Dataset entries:
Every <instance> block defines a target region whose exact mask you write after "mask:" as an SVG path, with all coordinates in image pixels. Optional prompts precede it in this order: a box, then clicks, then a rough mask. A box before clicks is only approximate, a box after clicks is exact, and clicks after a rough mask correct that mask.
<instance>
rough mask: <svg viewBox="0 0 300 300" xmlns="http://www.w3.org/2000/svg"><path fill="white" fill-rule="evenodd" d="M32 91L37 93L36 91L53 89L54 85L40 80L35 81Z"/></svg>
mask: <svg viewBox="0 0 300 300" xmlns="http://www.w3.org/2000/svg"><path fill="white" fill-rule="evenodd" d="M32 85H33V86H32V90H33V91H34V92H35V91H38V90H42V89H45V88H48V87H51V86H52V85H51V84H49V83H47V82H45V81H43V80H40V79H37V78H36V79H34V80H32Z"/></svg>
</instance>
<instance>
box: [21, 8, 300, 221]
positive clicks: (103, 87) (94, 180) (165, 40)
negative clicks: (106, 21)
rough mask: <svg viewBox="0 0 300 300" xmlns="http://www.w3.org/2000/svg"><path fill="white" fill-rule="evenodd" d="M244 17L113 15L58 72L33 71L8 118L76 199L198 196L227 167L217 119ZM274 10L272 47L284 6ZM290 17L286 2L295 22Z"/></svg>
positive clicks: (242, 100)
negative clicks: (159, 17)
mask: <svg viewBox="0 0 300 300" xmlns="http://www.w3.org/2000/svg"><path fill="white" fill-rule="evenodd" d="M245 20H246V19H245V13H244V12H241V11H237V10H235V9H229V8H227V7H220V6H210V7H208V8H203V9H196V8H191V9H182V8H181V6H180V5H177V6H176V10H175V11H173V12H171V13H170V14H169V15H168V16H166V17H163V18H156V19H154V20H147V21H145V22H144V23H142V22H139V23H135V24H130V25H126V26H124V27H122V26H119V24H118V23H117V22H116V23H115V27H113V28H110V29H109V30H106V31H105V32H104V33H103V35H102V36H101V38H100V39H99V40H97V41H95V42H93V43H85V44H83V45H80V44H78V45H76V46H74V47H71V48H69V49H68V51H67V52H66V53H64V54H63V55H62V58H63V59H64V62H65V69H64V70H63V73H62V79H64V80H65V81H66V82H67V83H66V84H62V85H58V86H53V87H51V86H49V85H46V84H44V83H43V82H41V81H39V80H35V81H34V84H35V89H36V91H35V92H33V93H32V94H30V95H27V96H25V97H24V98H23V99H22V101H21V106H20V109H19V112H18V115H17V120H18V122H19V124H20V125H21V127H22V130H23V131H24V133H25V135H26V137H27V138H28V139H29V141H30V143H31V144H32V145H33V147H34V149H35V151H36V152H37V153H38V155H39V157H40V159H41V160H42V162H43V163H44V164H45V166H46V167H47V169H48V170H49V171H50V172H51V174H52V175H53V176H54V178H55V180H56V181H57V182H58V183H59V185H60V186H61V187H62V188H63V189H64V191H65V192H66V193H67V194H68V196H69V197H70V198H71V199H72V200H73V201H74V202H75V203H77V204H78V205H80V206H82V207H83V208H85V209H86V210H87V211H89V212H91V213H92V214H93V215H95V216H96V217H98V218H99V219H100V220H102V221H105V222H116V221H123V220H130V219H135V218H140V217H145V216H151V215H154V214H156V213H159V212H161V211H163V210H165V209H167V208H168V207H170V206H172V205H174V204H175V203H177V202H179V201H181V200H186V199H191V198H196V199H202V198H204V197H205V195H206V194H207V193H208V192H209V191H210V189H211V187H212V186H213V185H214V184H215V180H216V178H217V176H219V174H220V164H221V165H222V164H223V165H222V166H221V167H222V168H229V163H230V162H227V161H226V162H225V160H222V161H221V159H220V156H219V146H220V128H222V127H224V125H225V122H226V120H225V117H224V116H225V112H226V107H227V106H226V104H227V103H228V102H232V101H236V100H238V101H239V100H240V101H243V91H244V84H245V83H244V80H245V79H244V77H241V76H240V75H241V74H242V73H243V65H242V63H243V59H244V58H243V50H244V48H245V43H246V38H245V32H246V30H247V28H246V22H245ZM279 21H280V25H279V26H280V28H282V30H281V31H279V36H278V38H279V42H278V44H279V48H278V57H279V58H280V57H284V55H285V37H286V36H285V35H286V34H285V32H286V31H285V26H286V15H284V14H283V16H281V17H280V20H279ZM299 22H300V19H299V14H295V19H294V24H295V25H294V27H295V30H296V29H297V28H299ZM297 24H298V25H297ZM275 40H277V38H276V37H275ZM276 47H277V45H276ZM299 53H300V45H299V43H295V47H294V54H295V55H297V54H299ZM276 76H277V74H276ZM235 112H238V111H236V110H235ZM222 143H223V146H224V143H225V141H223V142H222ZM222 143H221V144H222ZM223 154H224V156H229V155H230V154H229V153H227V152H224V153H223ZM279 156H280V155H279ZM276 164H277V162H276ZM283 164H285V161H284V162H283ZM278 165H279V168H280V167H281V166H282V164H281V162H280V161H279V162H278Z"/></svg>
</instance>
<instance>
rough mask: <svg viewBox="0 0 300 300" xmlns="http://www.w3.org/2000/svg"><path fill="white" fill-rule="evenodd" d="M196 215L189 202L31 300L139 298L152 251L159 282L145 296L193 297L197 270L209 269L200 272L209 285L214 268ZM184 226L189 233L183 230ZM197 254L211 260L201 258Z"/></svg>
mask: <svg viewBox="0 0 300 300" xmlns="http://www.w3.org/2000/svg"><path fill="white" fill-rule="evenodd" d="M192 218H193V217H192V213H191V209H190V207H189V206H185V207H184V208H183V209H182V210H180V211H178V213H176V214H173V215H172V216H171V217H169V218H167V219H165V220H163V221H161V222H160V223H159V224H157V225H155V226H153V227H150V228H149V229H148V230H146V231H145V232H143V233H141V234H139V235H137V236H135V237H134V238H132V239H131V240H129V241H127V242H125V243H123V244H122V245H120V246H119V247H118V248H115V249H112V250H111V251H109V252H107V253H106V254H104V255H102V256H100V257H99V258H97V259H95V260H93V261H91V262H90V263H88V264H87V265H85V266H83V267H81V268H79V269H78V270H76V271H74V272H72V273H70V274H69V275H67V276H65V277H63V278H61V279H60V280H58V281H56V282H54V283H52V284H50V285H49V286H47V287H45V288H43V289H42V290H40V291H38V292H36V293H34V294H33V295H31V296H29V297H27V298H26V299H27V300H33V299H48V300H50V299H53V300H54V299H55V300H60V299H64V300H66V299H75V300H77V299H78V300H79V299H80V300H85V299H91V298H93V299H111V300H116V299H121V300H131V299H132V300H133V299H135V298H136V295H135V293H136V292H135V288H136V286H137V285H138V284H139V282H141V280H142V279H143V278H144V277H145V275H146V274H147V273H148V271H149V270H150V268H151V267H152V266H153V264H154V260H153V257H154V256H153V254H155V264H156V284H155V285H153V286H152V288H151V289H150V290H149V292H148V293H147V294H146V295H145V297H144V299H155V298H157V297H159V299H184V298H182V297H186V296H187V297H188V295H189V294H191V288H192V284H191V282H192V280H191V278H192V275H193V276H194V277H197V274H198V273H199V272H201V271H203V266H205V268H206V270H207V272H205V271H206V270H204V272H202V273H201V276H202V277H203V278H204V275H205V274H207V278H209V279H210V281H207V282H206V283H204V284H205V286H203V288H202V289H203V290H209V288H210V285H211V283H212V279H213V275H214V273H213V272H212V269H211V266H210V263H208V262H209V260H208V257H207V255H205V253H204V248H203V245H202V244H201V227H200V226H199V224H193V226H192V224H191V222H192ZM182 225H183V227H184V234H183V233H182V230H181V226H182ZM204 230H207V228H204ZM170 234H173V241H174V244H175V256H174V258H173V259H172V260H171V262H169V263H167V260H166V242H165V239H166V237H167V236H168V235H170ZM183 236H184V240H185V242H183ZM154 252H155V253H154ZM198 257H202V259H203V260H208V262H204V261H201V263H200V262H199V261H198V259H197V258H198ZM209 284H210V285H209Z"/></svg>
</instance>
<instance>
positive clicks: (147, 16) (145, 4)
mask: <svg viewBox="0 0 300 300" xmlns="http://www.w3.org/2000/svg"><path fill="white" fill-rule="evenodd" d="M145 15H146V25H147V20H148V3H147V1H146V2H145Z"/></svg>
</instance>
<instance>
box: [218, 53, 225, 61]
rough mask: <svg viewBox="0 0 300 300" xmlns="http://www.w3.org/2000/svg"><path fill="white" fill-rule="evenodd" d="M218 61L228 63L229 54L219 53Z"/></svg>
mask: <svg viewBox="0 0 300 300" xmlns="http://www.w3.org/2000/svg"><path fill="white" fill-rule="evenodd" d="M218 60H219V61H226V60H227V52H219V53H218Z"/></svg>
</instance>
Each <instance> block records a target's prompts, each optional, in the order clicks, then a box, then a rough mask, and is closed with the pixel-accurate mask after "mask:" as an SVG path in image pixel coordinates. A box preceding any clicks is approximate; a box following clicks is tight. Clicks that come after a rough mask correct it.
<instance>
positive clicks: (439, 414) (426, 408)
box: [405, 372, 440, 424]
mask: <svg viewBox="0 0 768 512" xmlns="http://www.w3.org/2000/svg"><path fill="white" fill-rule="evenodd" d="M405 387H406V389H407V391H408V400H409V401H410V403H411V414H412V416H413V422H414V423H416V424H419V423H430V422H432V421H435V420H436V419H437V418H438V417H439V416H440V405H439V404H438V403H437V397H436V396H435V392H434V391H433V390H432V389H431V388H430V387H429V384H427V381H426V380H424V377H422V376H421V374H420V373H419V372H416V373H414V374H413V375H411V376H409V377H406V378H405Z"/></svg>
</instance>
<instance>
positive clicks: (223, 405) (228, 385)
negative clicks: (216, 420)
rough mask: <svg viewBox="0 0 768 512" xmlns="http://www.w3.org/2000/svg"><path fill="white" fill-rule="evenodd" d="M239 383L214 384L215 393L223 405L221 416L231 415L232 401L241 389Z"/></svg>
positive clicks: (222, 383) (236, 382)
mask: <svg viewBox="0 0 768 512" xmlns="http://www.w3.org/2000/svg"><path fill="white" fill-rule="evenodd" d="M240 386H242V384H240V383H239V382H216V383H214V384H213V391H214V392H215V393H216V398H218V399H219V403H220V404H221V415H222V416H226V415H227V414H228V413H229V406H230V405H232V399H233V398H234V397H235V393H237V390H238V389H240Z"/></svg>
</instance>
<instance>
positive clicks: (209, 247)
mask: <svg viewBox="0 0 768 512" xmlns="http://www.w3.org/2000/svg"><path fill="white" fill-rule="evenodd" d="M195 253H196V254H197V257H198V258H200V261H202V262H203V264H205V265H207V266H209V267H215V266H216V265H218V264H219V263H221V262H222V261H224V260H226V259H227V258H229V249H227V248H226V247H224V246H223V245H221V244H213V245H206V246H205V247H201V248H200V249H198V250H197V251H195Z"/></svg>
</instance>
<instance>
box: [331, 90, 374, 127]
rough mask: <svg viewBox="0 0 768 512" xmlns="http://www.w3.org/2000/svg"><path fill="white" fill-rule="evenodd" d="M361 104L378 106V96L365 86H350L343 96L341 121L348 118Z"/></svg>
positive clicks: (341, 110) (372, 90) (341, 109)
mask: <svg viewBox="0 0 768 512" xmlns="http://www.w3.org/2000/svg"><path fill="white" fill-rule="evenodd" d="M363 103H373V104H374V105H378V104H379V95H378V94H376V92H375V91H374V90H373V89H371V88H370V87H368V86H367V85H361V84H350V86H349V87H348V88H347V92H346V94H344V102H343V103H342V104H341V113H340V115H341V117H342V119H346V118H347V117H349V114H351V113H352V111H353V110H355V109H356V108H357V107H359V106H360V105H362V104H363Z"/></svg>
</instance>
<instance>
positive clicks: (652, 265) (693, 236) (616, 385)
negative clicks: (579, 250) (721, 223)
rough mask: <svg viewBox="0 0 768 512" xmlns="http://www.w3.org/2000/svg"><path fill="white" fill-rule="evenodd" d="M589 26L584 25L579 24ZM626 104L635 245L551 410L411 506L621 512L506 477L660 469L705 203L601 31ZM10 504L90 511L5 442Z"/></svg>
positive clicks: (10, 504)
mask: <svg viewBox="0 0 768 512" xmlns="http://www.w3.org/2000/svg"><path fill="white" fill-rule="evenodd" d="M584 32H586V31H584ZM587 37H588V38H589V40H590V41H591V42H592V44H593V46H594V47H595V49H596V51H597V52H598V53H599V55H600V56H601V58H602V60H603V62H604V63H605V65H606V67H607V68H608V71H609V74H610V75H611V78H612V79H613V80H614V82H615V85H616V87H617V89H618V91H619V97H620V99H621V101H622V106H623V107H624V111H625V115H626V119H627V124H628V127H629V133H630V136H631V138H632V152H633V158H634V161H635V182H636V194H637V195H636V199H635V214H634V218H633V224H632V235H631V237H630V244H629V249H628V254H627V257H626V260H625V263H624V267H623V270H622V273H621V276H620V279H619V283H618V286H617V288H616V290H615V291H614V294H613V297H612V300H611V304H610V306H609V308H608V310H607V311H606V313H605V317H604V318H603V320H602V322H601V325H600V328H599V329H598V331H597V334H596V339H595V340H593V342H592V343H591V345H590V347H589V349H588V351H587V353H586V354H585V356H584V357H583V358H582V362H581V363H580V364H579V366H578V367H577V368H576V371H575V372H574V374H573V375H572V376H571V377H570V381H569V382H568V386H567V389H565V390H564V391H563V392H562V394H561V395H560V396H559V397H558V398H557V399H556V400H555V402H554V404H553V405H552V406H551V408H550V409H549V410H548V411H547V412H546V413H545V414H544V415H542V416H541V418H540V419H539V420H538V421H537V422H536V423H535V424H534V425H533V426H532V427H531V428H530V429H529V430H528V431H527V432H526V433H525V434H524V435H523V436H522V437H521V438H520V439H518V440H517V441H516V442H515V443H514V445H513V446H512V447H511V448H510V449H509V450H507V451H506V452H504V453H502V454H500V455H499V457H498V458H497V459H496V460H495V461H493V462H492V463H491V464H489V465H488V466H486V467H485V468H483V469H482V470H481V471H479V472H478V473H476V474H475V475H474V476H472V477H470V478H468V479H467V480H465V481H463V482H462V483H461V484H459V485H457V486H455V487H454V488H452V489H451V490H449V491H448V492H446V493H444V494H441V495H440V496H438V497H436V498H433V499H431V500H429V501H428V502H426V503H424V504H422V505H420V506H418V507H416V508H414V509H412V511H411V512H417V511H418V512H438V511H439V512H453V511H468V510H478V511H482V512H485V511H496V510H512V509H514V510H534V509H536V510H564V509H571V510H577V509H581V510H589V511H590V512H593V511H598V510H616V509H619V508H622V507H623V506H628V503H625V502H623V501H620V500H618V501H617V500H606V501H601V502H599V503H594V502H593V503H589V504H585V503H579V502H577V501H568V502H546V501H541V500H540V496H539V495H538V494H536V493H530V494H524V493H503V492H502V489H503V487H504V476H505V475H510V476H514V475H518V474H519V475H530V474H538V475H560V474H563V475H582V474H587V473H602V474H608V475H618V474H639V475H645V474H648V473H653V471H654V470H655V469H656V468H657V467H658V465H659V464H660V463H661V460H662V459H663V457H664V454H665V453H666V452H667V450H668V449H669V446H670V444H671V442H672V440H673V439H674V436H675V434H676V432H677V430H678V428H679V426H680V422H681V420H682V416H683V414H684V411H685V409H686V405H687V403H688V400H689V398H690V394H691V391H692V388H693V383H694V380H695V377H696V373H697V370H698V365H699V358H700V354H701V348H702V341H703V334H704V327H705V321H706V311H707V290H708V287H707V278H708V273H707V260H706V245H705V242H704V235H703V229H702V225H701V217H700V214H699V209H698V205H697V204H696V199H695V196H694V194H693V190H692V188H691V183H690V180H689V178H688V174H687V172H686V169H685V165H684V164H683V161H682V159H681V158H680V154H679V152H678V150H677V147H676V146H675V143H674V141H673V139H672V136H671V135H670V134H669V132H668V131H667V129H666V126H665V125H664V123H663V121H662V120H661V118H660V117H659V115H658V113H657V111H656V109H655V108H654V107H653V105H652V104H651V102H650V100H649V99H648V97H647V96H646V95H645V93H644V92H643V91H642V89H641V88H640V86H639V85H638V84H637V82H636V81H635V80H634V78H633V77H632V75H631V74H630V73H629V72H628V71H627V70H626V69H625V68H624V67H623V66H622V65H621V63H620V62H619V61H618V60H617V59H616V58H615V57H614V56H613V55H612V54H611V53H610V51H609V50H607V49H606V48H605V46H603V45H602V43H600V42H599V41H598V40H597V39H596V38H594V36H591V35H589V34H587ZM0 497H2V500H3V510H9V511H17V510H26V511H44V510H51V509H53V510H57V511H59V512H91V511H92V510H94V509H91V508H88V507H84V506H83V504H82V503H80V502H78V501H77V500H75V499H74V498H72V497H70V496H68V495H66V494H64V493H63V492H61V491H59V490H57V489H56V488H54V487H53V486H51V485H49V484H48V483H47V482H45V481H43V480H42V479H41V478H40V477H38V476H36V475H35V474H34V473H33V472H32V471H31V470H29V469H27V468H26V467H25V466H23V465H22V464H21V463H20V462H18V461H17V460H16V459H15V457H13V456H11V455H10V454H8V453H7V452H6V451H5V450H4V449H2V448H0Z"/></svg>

(Exercise details):
What lines in the data hold the word "then"? Return them.

(Task output):
Every <instance> block defines a target region whose exact mask you write after "mask:" as an SVG path, with all coordinates in image pixels. Optional prompts precede it in this order: a box, then clicks, then a rough mask. A box before clicks is only approximate, a box after clicks is exact, and clicks after a rough mask correct that mask.
Each <instance> block records a target's prompts, each optional, in the order clicks, then a box, then a rough mask, and is closed with the pixel-accurate mask after "mask:" as an SVG path in image pixel coordinates. A box preceding any clicks is approximate; a box following clicks is tight. Clicks that come after a rough mask correct it.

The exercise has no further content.